### PROVIDED TEXT
+++++

During 2000, the Company completed two acquisitions: (i) Micro Gauge,
Inc. and a related business, Microgauge Machining, Inc., a specialized
machining operation and (ii) Propipe Technologies, Inc., a fabricator of gas
train manifold systems.

In 1998, the Company acquired Lincoln Brass Works, Inc. ("Lincoln"),
which operates manufacturing facilities in Jacksboro, Tennessee and
Waynesboro, Tennessee. Lincoln produces custom control valve assemblies,
custom metal assemblies, gas delivery systems and tubular products primarily
for the gas appliance market. Lincoln is a large consumer of the Company's
brass rod and forgings.

IPD primarily sells directly to OEM customers. Competitors, primarily in
the brass rod market, include Cerro Metal Products Company, Inc., Chase
Industries, Inc., Extruded Metals Inc., and others both domestic and foreign.
Outside of North America, IPD sells products through various channels.

Other Businesses

Mueller, through its subsidiary Arava Natural Resources Company, Inc.
("Arava"), is engaged in the operation of a short line railroad in Utah. It
also owns interests in other natural resource properties.

+++++

### OBJECTIVE
Update the stretch of the passage on the Company's acquisitions and businesses from "IPD primarily sells" through "Resources Company, Inc.", replacing "brass rod" with "brass bar".

### DATA

+++++

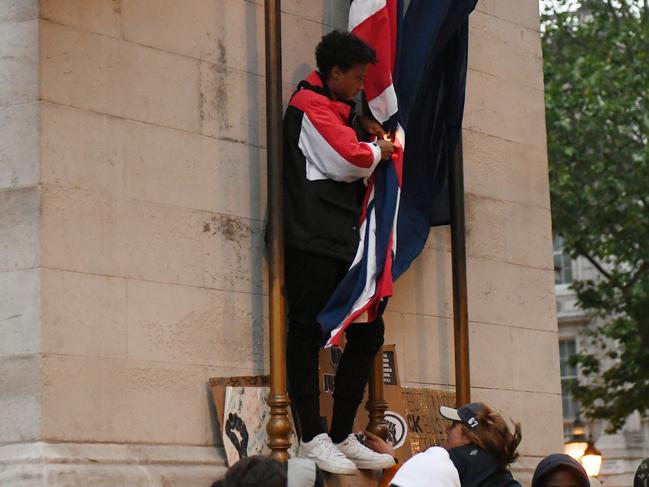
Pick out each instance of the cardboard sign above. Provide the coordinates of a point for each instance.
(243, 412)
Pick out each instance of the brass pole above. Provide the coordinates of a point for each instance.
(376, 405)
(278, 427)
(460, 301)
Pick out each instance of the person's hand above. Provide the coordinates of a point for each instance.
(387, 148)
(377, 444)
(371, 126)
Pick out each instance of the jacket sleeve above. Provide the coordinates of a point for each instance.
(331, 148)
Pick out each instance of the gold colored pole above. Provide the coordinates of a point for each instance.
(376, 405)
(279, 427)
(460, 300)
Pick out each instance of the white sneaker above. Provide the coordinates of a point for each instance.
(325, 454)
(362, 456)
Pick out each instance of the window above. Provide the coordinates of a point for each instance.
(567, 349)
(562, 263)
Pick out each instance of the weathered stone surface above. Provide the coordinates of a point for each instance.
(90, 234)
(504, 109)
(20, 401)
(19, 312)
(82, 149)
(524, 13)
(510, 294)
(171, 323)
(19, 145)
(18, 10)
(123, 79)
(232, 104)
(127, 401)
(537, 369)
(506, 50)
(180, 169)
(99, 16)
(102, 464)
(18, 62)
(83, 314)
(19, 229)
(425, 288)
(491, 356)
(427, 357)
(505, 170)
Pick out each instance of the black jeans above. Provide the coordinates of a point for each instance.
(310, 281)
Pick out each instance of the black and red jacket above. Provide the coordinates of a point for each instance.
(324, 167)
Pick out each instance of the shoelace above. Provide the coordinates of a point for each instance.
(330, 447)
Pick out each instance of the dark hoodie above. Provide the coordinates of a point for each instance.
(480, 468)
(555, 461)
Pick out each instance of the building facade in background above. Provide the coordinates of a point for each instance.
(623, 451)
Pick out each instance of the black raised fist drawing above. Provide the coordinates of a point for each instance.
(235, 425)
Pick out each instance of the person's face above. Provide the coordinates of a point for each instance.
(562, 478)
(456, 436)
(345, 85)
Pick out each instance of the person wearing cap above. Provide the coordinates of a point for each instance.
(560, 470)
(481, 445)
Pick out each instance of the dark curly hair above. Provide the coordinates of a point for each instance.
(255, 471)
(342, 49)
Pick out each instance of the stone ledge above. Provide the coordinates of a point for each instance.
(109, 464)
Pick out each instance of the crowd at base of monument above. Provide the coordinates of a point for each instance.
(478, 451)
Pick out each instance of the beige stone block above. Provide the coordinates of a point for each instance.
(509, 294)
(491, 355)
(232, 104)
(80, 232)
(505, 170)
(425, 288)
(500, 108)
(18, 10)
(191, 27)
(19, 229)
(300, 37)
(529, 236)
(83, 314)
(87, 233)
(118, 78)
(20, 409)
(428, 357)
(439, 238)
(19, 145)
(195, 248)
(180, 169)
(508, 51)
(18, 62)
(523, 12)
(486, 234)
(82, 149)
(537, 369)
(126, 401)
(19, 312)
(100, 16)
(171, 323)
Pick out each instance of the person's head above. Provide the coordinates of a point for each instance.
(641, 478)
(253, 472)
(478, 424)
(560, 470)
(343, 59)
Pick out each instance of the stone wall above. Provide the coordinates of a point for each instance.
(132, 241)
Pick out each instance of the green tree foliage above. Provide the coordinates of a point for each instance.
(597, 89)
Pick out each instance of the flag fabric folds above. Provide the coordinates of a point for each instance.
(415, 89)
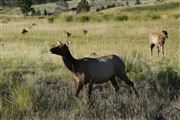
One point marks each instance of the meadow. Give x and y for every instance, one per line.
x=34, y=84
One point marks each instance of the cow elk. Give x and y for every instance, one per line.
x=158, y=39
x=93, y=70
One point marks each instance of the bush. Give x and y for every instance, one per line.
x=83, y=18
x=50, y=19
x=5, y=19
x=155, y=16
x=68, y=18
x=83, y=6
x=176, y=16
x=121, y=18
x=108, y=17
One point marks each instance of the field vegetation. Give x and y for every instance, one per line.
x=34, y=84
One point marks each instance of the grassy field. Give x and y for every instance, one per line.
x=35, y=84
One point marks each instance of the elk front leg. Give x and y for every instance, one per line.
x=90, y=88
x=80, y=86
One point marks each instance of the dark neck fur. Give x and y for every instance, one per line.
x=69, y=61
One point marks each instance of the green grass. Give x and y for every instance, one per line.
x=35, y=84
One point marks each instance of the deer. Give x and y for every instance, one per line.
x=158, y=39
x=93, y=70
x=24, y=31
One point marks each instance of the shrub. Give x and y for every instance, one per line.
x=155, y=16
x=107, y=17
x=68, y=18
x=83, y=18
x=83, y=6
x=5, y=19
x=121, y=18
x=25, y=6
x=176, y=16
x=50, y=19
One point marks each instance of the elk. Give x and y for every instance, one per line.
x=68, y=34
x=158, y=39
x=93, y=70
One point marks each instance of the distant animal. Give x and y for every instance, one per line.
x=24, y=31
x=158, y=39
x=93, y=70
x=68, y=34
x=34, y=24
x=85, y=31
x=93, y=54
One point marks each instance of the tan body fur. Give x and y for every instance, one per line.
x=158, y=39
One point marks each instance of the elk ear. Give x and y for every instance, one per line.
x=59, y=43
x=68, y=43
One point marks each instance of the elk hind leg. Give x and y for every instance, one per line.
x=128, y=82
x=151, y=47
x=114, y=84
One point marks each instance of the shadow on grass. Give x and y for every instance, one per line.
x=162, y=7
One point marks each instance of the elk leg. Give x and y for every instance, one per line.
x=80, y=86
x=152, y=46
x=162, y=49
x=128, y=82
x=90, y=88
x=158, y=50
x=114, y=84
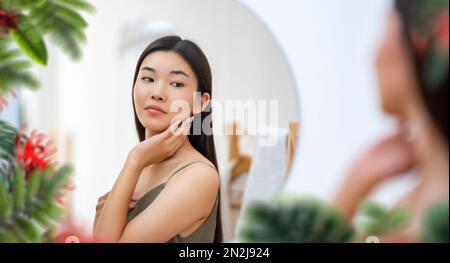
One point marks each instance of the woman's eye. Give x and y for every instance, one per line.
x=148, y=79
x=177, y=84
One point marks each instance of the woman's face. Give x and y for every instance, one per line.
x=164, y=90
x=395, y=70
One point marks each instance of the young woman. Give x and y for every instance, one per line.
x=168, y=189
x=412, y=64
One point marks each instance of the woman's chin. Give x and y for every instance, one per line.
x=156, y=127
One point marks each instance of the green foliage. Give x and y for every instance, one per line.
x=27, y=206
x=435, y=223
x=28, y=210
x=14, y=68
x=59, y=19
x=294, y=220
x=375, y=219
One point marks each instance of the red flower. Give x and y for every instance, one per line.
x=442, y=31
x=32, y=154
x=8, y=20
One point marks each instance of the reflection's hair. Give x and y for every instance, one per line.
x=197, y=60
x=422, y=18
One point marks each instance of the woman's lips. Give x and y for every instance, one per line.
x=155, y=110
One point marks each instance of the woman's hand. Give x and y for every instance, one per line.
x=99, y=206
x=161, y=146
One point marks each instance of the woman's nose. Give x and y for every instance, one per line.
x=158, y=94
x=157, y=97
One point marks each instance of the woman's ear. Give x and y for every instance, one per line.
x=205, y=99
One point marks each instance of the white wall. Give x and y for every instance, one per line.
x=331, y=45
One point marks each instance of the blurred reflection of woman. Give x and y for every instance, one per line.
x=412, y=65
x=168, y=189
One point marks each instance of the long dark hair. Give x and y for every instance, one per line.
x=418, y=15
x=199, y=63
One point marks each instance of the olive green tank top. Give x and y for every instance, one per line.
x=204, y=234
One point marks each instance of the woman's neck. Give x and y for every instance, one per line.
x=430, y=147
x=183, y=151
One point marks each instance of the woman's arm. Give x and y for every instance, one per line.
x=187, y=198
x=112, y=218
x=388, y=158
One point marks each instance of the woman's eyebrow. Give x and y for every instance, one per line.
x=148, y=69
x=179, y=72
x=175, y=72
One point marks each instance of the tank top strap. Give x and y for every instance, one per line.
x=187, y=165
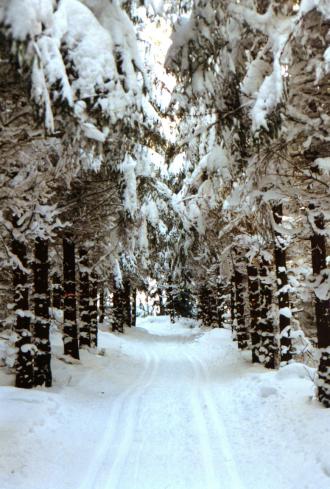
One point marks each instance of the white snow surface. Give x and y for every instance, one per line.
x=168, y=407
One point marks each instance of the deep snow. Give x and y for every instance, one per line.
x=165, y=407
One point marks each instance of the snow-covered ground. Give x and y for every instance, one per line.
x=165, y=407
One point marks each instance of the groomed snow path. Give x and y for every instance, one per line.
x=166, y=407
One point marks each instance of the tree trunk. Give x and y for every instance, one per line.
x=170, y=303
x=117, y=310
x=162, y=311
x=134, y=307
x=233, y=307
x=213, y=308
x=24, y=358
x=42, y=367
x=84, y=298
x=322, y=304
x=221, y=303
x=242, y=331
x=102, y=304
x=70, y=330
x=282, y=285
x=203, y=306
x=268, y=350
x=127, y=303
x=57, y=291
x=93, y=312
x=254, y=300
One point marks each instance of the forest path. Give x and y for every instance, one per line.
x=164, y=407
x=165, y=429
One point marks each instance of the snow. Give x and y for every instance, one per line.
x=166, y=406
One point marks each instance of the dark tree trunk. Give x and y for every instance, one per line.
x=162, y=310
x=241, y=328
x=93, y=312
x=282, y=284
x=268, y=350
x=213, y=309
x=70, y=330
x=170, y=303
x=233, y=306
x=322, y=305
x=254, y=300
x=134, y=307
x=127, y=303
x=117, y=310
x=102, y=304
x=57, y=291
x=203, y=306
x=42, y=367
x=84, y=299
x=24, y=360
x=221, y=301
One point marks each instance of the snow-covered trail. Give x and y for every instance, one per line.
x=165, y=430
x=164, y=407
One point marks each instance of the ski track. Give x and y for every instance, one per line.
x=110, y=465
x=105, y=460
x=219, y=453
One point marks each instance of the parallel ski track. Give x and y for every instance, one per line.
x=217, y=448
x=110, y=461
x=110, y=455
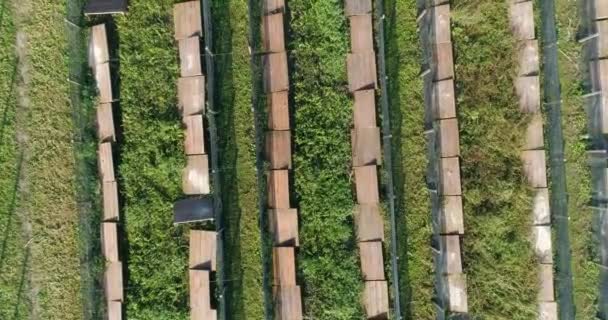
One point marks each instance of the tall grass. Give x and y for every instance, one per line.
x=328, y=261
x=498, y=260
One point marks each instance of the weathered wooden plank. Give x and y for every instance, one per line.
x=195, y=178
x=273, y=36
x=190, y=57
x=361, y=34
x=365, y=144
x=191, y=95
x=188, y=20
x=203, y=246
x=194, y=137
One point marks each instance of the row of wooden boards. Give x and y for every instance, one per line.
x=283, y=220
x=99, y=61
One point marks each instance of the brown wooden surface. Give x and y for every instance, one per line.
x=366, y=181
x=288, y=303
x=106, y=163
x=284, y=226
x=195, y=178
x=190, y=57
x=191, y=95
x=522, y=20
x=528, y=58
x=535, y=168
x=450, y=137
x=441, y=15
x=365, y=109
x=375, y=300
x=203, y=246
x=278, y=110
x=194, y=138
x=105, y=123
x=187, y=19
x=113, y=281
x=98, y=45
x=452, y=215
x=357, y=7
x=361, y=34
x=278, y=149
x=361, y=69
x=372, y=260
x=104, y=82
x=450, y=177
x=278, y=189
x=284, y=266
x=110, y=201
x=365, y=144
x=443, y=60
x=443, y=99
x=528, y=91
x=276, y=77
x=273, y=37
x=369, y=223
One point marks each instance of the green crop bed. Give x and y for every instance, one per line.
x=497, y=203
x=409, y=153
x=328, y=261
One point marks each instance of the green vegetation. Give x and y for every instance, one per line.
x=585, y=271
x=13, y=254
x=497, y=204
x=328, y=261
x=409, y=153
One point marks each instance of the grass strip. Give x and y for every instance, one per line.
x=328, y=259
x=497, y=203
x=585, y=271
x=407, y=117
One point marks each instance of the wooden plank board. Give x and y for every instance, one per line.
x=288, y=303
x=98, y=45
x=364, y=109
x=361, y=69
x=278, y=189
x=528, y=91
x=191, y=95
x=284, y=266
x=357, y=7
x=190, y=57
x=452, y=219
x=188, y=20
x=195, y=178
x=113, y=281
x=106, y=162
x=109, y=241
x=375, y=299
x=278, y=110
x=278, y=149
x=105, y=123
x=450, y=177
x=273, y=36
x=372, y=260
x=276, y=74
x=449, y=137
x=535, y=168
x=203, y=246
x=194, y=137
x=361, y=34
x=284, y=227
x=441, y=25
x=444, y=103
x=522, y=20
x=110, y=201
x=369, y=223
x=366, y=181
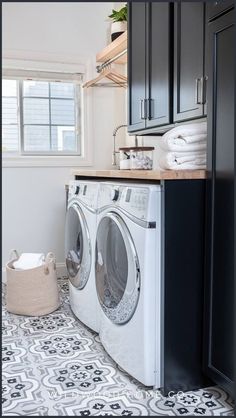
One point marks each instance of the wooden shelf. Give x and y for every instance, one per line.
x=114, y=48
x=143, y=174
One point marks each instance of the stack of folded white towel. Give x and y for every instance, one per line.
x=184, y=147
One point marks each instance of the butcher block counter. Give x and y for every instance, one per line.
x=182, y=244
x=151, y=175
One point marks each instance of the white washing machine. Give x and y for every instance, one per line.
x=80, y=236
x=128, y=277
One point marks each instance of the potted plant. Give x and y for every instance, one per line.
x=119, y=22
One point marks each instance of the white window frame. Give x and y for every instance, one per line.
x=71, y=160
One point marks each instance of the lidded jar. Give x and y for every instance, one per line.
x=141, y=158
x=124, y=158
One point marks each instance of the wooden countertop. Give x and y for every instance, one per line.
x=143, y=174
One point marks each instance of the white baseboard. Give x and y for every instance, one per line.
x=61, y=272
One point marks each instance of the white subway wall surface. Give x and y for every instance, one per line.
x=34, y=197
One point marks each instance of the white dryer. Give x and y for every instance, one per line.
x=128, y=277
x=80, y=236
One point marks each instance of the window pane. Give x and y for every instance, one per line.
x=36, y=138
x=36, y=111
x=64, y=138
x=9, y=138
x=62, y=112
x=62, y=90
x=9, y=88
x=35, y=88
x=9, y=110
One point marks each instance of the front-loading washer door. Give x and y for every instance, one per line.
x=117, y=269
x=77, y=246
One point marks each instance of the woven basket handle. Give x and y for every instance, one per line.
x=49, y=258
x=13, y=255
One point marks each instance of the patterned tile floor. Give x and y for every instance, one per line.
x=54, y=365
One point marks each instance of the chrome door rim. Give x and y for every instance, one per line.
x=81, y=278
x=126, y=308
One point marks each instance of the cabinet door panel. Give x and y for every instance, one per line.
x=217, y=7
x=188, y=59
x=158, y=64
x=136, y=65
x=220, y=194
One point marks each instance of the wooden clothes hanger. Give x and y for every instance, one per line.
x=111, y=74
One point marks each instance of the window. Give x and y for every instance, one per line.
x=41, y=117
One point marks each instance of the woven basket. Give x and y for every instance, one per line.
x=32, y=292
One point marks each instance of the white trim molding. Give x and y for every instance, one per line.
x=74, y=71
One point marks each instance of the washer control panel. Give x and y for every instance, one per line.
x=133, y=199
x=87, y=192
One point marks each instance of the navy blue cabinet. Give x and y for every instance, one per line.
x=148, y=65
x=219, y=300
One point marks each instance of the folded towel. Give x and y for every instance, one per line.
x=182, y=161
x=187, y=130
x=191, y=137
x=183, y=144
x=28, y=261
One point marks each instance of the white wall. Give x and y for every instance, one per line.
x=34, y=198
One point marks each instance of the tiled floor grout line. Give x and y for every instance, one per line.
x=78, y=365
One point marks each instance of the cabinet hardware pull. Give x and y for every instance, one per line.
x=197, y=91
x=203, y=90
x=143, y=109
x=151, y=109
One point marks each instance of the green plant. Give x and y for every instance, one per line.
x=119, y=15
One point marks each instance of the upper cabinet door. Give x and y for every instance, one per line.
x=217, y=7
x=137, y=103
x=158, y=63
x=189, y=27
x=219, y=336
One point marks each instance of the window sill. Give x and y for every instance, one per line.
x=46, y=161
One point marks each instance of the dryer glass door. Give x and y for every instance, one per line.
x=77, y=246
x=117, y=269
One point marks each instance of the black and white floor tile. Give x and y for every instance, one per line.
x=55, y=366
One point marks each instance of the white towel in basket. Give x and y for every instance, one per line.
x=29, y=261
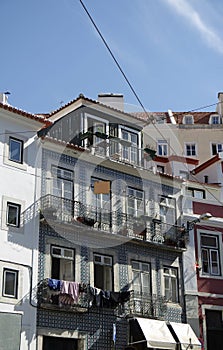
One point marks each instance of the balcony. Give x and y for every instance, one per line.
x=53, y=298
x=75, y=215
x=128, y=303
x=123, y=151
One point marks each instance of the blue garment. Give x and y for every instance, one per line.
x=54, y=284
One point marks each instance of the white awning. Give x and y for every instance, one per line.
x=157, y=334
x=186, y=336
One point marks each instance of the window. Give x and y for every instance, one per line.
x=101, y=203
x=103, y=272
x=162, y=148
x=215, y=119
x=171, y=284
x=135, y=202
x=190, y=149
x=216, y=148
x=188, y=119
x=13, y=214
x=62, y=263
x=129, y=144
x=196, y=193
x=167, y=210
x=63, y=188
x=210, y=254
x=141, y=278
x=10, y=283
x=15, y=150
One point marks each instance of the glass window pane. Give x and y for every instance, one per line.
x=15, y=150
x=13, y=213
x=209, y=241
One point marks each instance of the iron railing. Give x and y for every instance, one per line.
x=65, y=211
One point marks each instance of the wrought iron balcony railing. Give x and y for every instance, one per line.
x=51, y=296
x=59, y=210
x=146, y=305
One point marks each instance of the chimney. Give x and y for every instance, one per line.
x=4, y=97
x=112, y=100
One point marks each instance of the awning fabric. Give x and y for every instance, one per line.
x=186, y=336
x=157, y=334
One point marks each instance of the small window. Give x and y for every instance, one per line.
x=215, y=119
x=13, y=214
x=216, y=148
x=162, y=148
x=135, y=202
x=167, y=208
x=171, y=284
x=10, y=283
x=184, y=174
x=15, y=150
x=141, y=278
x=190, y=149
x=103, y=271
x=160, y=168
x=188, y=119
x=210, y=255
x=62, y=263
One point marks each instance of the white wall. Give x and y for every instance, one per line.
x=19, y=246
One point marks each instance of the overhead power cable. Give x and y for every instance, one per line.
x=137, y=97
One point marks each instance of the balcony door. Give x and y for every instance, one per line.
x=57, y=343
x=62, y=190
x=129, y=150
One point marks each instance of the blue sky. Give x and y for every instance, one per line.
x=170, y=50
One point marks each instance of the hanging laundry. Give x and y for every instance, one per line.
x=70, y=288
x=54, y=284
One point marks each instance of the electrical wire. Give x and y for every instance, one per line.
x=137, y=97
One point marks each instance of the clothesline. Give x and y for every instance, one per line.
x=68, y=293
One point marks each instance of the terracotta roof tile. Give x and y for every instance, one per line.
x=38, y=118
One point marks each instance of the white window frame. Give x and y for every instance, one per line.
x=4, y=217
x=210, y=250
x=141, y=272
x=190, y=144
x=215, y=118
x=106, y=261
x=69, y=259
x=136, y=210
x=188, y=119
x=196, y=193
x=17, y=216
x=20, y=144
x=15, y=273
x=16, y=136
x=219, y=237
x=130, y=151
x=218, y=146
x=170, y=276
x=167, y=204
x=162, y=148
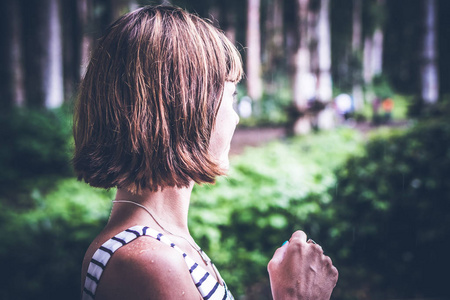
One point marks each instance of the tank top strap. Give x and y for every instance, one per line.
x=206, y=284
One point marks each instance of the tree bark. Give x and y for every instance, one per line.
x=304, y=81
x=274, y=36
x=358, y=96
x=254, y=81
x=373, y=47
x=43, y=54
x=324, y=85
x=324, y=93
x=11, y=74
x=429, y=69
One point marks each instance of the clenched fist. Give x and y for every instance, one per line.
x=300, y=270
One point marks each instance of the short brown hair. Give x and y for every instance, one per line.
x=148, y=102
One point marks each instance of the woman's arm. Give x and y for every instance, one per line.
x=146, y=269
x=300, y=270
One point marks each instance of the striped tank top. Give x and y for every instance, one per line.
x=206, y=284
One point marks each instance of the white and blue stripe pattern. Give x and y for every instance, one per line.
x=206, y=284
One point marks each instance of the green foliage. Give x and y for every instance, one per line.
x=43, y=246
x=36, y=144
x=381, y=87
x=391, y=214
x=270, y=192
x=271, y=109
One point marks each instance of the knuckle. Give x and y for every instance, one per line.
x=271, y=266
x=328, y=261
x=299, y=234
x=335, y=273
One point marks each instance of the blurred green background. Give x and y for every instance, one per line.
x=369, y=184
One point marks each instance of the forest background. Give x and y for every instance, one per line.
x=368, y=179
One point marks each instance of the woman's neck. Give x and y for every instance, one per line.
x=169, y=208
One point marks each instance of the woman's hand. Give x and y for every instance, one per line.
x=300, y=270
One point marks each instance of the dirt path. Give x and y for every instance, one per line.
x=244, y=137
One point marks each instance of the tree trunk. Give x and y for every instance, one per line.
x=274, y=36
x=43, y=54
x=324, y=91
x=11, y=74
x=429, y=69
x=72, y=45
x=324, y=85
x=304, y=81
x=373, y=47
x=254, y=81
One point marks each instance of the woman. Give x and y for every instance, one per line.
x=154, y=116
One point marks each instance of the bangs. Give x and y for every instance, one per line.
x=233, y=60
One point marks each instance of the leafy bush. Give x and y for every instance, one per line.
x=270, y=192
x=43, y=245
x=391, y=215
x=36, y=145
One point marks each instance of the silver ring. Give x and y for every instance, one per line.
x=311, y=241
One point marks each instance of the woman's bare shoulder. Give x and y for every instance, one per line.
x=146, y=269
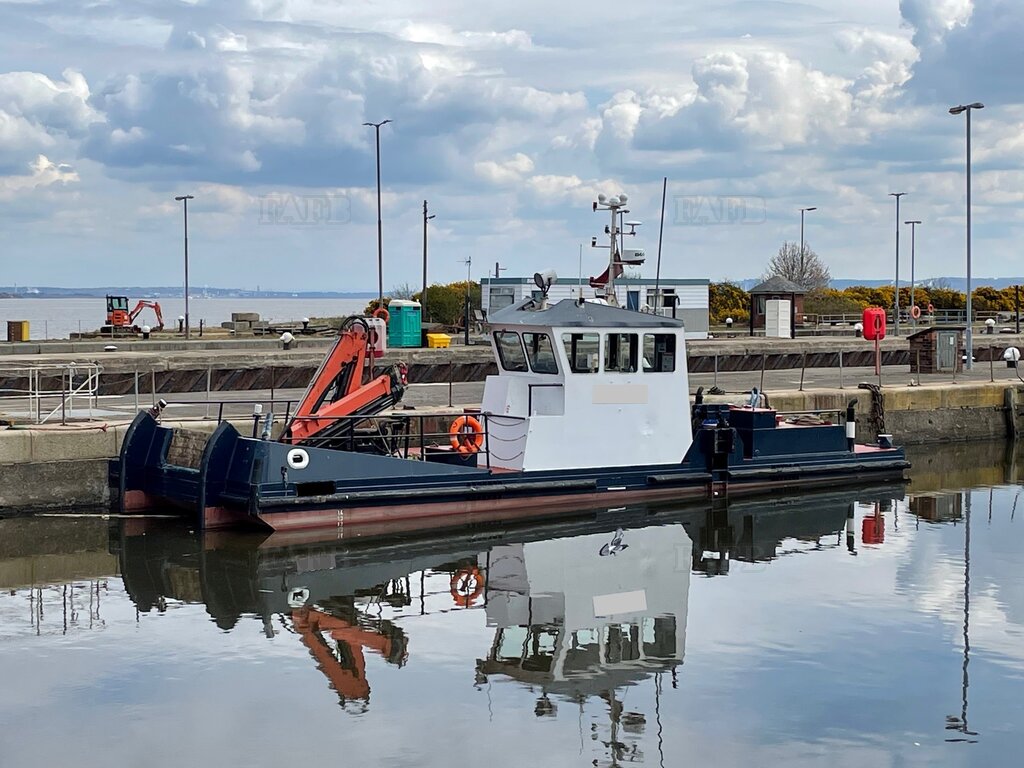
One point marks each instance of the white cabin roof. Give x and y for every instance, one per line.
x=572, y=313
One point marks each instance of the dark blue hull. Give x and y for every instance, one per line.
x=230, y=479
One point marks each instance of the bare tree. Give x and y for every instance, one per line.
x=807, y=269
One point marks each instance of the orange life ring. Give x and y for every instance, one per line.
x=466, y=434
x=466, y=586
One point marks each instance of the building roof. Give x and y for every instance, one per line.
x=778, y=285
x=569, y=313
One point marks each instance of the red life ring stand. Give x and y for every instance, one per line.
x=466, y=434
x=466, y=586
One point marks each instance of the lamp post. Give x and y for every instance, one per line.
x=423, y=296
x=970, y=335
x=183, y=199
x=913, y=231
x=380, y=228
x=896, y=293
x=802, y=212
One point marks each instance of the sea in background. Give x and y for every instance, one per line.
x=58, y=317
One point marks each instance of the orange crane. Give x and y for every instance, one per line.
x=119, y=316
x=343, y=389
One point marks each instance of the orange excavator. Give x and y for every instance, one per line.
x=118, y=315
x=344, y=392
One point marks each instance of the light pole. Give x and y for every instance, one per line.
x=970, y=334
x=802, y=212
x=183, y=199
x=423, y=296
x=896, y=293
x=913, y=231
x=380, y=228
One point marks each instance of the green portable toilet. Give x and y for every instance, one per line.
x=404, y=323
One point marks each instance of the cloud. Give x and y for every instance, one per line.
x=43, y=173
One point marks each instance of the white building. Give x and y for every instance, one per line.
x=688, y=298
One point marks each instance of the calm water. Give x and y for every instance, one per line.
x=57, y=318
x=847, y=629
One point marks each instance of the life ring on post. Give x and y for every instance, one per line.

+++++

### RESULT OF THIS TASK
IPD primarily sells directly to OEM customers. Competitors, primarily in
the brass bar market, include Cerro Metal Products Company, Inc., Chase
Industries, Inc., Extruded Metals Inc., and others both domestic and foreign.
Outside of North America, IPD sells products through various channels.

Other Businesses

Mueller, through its subsidiary Arava Natural Resources Company, Inc.